### Provided information
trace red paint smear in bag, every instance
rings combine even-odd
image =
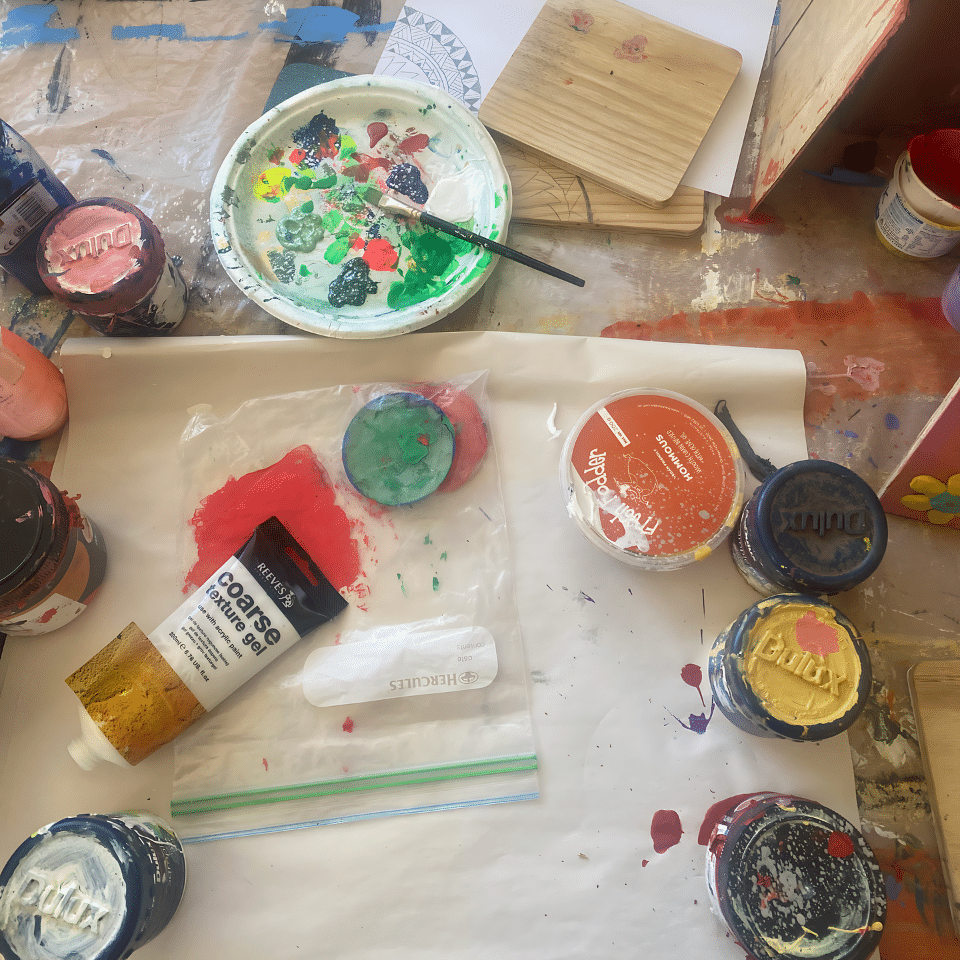
[[[280,520],[338,590],[360,576],[350,520],[336,504],[326,470],[304,444],[272,466],[231,477],[203,498],[190,521],[197,562],[187,574],[184,593],[200,586],[270,517]]]

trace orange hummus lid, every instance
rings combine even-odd
[[[560,462],[567,511],[611,556],[670,570],[708,556],[743,505],[733,438],[706,407],[659,389],[588,410]]]

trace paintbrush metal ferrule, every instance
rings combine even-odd
[[[391,213],[395,217],[406,217],[409,220],[419,220],[420,211],[411,206],[409,203],[404,203],[402,200],[398,200],[396,197],[391,197],[387,193],[379,193],[377,199],[377,206],[386,213]],[[368,191],[368,196],[369,196]]]

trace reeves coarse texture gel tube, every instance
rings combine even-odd
[[[271,517],[152,633],[131,623],[67,678],[81,706],[70,755],[139,763],[346,606]]]

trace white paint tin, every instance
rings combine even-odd
[[[900,155],[877,203],[876,230],[885,247],[918,260],[941,257],[960,243],[960,207],[920,179],[910,149]]]

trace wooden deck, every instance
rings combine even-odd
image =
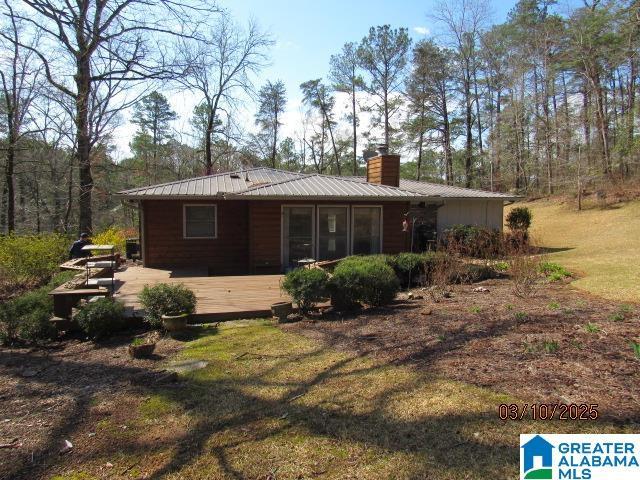
[[[198,299],[196,321],[271,316],[271,304],[289,300],[280,291],[282,275],[209,277],[204,269],[161,270],[139,266],[116,272],[115,297],[129,314],[141,315],[138,294],[145,285],[183,283]]]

### Activity
Note each line above that holds "trace", then copy all of them.

### Response
trace red paint smear in bag, every instance
trace orange hummus lid, every instance
trace paintbrush metal ferrule, every instance
trace reeves coarse texture gel tube, every instance
trace white paint tin, every instance
trace wooden deck, every instance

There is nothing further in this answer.